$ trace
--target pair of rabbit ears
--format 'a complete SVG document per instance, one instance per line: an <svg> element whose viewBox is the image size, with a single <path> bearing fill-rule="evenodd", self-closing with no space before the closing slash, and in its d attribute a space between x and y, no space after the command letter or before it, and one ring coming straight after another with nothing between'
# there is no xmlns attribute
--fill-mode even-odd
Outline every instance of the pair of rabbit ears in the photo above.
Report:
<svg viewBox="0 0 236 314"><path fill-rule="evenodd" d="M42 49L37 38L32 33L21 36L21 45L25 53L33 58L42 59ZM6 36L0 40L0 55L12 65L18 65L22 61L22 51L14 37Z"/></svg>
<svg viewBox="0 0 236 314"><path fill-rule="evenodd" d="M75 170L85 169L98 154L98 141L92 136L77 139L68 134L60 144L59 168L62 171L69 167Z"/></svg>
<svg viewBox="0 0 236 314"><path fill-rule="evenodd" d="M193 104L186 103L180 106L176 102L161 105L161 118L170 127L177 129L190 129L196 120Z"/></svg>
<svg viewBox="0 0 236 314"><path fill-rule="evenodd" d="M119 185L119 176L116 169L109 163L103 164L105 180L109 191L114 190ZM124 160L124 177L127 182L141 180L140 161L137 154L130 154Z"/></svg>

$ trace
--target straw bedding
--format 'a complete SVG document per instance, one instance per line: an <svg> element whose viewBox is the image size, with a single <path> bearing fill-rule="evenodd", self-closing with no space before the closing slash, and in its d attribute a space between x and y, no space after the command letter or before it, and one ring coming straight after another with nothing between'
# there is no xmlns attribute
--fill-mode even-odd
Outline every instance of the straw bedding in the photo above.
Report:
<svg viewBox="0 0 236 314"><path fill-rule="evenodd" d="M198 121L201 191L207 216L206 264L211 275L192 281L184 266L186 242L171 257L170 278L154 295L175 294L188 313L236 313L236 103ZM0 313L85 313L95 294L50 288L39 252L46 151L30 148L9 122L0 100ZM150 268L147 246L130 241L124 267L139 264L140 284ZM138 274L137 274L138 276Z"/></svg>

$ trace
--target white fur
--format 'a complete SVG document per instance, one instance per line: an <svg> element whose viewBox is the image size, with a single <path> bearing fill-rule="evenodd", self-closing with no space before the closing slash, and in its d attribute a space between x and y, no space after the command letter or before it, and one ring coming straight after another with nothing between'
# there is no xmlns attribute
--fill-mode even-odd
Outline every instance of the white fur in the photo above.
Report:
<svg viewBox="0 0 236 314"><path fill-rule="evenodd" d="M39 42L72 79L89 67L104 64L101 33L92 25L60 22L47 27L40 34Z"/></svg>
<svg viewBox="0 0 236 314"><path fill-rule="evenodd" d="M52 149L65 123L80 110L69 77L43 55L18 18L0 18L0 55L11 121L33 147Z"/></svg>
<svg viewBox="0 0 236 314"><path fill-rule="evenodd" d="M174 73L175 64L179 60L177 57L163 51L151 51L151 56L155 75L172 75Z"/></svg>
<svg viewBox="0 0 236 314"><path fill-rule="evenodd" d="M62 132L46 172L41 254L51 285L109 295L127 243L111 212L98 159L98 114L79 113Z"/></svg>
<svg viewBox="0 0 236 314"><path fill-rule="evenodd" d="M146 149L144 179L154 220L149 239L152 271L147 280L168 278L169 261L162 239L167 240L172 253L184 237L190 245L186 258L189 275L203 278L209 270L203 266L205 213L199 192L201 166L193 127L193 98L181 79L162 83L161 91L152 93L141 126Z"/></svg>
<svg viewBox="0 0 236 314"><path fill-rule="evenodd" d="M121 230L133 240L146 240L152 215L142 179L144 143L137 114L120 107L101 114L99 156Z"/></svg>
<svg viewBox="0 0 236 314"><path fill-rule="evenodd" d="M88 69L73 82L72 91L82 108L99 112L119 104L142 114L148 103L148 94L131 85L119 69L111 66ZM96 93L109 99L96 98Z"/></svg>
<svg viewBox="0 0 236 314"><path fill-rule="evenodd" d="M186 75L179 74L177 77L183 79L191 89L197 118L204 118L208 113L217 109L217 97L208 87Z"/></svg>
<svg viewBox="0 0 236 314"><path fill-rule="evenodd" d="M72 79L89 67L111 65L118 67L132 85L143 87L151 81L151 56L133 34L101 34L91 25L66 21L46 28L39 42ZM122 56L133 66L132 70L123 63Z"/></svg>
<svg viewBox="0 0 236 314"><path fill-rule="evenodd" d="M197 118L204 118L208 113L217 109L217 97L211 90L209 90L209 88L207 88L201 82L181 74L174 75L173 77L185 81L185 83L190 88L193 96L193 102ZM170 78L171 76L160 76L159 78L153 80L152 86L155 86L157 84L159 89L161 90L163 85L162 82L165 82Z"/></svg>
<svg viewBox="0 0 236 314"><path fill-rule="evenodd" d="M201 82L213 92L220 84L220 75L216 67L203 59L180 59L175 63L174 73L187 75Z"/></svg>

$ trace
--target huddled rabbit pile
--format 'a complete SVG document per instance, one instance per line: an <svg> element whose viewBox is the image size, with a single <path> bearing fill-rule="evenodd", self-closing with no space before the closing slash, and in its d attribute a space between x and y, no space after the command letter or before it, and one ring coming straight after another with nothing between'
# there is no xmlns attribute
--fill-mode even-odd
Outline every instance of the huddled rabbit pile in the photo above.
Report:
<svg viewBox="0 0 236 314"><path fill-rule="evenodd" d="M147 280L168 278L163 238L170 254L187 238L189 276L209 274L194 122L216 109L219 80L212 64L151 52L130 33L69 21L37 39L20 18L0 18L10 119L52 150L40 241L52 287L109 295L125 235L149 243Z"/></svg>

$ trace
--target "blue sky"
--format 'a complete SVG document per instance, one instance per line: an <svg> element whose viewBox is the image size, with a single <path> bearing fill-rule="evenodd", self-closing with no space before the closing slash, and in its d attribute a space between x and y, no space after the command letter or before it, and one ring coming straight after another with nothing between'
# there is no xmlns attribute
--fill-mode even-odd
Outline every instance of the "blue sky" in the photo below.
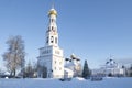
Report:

Görevin amacı |
Listenin ilk satırından başlayıp "104L186 103L180 106L176" ifadesini içeren satıra kadar, bu satır da dahil olmak üzere, satırları bir JSON dizisi olarak verin. Her satır ayrı bir dize olsun, boş satırlar alınmasın.

Problemin çözümü |
[
  "$ trace",
  "--target pair of rabbit ears",
  "--format 'a complete SVG document per instance, one instance per line: an <svg> element whose viewBox is the image size, with a single <path> bearing fill-rule=\"evenodd\", self-closing with no space before the closing slash, and in its d attribute a space between x and y, no space after the command letter or before it, and one ring coming straight after another with nothing between'",
  "# there is no xmlns attribute",
  "--fill-mode even-odd",
  "Outline every instance of the pair of rabbit ears in the photo above.",
  "Report:",
  "<svg viewBox=\"0 0 236 314\"><path fill-rule=\"evenodd\" d=\"M42 49L37 38L32 33L21 36L21 45L25 53L33 58L42 59ZM6 36L0 40L0 55L12 65L18 65L22 61L22 51L14 37Z\"/></svg>",
  "<svg viewBox=\"0 0 236 314\"><path fill-rule=\"evenodd\" d=\"M75 170L85 169L98 154L98 141L92 136L77 139L68 134L60 144L59 168L62 171L69 167Z\"/></svg>",
  "<svg viewBox=\"0 0 236 314\"><path fill-rule=\"evenodd\" d=\"M193 104L186 103L180 106L176 102L161 105L161 118L170 127L177 129L190 129L196 120Z\"/></svg>"
]